**Exercise input:**
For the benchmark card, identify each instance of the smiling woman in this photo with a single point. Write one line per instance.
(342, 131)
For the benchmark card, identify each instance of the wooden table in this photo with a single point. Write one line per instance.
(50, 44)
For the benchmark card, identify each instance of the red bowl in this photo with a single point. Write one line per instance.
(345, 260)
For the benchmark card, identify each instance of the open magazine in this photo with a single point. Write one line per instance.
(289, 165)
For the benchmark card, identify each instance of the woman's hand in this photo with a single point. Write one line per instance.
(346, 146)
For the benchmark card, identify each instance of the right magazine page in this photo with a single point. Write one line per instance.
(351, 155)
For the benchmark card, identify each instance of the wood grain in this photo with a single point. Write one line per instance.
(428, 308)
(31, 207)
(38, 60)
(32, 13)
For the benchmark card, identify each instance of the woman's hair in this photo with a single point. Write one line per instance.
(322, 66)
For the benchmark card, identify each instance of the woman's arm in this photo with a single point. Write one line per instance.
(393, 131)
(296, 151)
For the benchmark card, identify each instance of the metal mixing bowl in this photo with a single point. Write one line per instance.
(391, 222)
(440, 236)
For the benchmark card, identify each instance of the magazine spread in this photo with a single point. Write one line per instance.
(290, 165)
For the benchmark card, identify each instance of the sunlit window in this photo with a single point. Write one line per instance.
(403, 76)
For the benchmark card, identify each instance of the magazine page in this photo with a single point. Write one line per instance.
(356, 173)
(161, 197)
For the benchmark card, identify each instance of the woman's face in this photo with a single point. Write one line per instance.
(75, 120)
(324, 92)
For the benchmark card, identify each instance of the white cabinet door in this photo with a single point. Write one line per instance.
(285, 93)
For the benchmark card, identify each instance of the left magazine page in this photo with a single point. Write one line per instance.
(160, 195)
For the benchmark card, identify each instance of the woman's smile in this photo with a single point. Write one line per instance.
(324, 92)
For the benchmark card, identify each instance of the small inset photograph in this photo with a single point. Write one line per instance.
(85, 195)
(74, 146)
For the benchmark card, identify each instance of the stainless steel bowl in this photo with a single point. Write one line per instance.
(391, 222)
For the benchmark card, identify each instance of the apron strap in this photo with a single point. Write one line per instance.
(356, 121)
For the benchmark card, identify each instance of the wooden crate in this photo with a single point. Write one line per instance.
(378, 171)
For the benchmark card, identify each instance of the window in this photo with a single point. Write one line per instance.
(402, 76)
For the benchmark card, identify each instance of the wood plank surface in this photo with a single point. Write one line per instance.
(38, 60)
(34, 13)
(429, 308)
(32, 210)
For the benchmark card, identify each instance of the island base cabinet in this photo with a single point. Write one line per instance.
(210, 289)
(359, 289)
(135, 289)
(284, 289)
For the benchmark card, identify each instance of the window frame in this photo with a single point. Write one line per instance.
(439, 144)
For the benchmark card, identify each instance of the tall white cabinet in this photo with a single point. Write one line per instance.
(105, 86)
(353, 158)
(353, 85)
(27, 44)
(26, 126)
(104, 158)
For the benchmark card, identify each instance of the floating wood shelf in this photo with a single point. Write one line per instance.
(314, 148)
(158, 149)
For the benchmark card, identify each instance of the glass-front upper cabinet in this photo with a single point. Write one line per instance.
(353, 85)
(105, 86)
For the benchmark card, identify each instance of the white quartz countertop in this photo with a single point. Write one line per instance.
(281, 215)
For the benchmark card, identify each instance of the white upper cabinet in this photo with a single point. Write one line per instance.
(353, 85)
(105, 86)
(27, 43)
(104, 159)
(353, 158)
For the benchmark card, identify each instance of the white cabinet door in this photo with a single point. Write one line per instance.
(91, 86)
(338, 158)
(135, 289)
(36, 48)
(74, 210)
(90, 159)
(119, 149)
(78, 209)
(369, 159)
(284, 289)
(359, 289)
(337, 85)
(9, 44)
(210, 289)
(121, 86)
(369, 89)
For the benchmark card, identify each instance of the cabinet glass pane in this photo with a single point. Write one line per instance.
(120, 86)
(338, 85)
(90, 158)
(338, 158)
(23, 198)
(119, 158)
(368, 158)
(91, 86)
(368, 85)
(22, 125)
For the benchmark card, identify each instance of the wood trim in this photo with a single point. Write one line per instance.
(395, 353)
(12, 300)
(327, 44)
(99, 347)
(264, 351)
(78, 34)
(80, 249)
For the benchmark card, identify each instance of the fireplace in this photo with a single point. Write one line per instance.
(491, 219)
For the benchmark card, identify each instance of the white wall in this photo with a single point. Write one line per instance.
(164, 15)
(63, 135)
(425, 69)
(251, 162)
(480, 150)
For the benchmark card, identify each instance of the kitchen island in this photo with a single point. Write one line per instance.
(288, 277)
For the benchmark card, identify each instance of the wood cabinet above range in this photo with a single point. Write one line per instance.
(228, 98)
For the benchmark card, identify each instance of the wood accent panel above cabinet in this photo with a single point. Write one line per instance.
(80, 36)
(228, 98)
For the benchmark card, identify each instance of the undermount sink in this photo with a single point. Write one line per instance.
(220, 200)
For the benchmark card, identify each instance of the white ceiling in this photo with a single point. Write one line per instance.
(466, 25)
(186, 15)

**Exercise requirements:** Make an exact copy of the listing, including every line.

**Solution:**
For the benchmark card, identify each instance of the smiling woman in this photo with a single point. Write one line per instance.
(342, 131)
For the benchmark card, identify each instance of the wooden table in this photo with a single point. Write one line per instance.
(50, 44)
For the benchmark card, identify each instance of the red bowl in this photo with a single point. Write one line per instance.
(345, 260)
For the benchmark card, identify each instance of the open magazine in this photo with a single point. Write one line per instance.
(289, 165)
For the benchmark card, identify each instance of the woman's hand in this photo with a single point. Write one line per instance.
(346, 146)
For the benchmark card, identify each instance of the right magazine page in this photo with a single point. Write one line per instance.
(351, 155)
For the benchmark card, identify each instance of the wood grain in this photo with a single point. Write one line per instance.
(428, 308)
(31, 207)
(38, 60)
(32, 13)
For the benchmark card, identify each instance of the woman's hair in this photo with a single point. Write one line per instance.
(322, 66)
For the benchmark card, identify each instance of the woman's arm in this photo with a single point. Write one line per instance.
(393, 131)
(296, 151)
For the benchmark card, identify each instance of the metal mixing bowl in this photo with a single point. Write one line per instance.
(391, 222)
(440, 236)
For the benchmark card, identify each instance of the magazine spread in this photo with a single point. Write one line per instance.
(290, 165)
For the benchmark card, identify each instance of the sunlit window in this photo with a single point. Write one line per instance.
(403, 76)
For the benchmark card, identify each instance of the magazine page in this photo with a single point. Write one line per instance.
(356, 173)
(161, 197)
For the benchmark card, identify each instance of the woman's face in this photo with a single point. Write one line per instance.
(75, 120)
(324, 92)
For the benchmark card, identify each instance of the white cabinet door in this photo with a single point. Write one line per instance.
(285, 93)
For the benchmark card, identify each instance of the left magazine page in this photo with a single point. Write one line per instance.
(160, 195)
For the benchmark card, identify each instance of the woman's smile in this photo with a single point. Write one line per instance.
(324, 92)
For the benchmark card, identify each instance of the small inset photograph in this photo with a single point. Write one line per instance.
(85, 195)
(74, 146)
For the benchmark card, identify each instance of the stainless steel bowl in this photo with a single point. Write one line per instance.
(391, 222)
For the benchmark card, identify each instance of the apron strap in this photo with a single point. Write one line per instance.
(356, 121)
For the benchmark card, identify each instance of the wooden crate in this photo with a single point. Write one line per instance.
(378, 171)
For the benchmark card, identify each instance of the window in this photo with a single point. Write one line per instance.
(402, 76)
For the benchmark card, identify each instance of the wood plank surface in this photo with a single point. Write one line per instance.
(38, 60)
(34, 13)
(429, 308)
(32, 210)
For the benchmark card, identify each instance of the island base cabinet in this photo with a single point. Write one line per instance.
(210, 289)
(359, 289)
(135, 289)
(284, 289)
For the benchmark card, identify each instance of the window frame in this photo with a single point. Write one line per instance.
(439, 144)
For the benchmark card, identify each instance of the tall white cabinet in this photo with a single point. Write one line per instance.
(105, 86)
(353, 158)
(353, 85)
(27, 44)
(26, 126)
(104, 158)
For the benchmark card, identify each instance of the floating wood shelf in this photo with a single point. Write one line per instance.
(314, 148)
(158, 149)
For the benchmark card, identify each instance of the glass-front upper cabinet in this photo with a single point. Write one line per instance.
(353, 85)
(105, 86)
For the benchmark card, identify each instance of the white quartz countertop in this photo with a single point. Write one line per instance.
(281, 215)
For the benchmark card, identify each instance of the white upper cabinet in this photo with a single point. Write one line per instance.
(353, 85)
(105, 86)
(27, 43)
(104, 159)
(353, 158)
For the benchmark card, identify each instance of the white cabinet door in this photo with a single point. Write one line per instance.
(91, 86)
(338, 158)
(135, 289)
(36, 48)
(74, 210)
(90, 159)
(119, 149)
(78, 209)
(369, 159)
(284, 289)
(359, 289)
(337, 85)
(9, 44)
(210, 289)
(121, 86)
(369, 89)
For the benchmark card, identify each instance of the cabinet glass pane in this photo with a single point. Write one line per instance.
(120, 86)
(338, 85)
(90, 158)
(338, 158)
(23, 198)
(119, 158)
(368, 158)
(91, 86)
(368, 85)
(22, 125)
For the benchmark card, identify each instance of the wood trim in this photo with a single point. Write one line per instance.
(395, 353)
(12, 300)
(327, 44)
(99, 347)
(264, 351)
(78, 34)
(80, 249)
For the benchmark card, identify each instance of the fireplace in this photo with a single point. Write one line per instance.
(491, 219)
For the benchmark card, identify each instance of the white wall in this photo with a single point. Write one line per instance.
(164, 15)
(63, 135)
(425, 69)
(251, 162)
(480, 150)
For the benchmark card, identify each instance of the kitchen island in this photo with a single point. Write one line per instance.
(288, 277)
For the benchmark card, identify each instance of the wood cabinet above range in this photo with a single point. Write one line per instance.
(228, 98)
For the benchmark card, identify each instance of the wood accent panel above cabinet in this photo with a single point. Write one line per instance.
(80, 36)
(228, 98)
For the benchmark card, identify each instance of the undermount sink in this photo with a single point. Write one line per instance.
(220, 200)
For the benchmark card, identify each instance of the white ceiling in this photo with a single point. Write one line per instance.
(466, 25)
(186, 15)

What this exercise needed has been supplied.